Exercise »
Count the lines below that contain the string "blue", with case taken into account, and reply with only that number.

#### Information supplied

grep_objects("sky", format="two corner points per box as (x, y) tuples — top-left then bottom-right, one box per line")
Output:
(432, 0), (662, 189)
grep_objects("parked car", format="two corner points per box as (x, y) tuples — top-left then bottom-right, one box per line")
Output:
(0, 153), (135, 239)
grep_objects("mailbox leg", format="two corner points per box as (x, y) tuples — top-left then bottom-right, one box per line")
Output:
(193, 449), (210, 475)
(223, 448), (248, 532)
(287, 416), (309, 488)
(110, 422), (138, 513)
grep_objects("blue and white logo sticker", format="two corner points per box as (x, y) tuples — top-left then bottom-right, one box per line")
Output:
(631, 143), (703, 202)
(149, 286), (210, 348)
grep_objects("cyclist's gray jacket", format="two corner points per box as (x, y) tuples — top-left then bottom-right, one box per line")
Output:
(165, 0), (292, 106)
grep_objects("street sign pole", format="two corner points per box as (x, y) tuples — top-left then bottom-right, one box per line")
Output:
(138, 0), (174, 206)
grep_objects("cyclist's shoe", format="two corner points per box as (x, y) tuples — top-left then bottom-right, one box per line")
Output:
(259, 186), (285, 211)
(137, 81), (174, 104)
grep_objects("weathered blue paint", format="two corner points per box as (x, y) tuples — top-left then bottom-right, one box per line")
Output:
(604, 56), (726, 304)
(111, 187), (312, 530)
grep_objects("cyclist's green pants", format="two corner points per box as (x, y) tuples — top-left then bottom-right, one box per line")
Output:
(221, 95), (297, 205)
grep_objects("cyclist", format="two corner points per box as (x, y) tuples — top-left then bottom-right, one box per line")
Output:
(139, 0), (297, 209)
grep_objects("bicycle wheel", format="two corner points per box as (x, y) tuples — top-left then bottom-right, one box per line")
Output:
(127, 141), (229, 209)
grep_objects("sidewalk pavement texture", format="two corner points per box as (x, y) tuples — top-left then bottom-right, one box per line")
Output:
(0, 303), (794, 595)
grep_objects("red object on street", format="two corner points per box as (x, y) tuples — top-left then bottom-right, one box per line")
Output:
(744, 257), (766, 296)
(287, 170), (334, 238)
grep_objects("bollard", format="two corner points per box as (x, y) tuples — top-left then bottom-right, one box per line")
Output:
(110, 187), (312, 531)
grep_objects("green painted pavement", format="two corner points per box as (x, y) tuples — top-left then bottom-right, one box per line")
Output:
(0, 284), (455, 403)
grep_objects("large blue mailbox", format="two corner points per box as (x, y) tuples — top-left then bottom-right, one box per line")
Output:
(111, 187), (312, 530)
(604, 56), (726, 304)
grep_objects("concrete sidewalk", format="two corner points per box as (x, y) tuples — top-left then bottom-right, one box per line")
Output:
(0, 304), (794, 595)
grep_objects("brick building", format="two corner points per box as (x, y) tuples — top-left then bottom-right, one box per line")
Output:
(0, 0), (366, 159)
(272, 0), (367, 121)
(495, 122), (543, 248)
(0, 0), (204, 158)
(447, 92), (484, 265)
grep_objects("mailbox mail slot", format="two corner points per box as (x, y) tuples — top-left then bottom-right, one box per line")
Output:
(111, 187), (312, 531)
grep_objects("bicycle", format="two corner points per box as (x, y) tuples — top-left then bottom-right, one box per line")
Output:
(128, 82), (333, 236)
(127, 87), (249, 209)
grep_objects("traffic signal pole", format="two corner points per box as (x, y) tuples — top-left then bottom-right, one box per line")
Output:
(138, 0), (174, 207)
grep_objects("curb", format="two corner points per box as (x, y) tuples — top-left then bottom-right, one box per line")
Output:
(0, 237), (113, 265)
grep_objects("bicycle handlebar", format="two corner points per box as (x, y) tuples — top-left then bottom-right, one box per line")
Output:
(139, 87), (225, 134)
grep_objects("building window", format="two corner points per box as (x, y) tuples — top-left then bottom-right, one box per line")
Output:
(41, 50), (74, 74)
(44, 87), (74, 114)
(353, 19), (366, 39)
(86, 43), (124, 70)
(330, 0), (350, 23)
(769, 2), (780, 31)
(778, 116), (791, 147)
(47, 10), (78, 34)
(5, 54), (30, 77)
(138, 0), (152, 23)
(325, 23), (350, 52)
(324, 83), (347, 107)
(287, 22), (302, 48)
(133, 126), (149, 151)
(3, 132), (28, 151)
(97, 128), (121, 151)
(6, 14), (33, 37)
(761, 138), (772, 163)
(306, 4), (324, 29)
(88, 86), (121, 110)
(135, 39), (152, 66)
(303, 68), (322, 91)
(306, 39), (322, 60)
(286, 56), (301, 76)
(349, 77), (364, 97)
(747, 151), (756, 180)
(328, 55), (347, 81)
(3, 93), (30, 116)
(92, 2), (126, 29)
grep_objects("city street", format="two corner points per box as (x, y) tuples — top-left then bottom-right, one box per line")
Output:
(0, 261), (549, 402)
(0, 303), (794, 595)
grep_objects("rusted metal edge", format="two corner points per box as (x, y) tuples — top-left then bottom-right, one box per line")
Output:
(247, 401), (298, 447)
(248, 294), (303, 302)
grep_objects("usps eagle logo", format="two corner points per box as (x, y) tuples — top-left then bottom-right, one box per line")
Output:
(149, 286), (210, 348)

########

Solution to this task »
3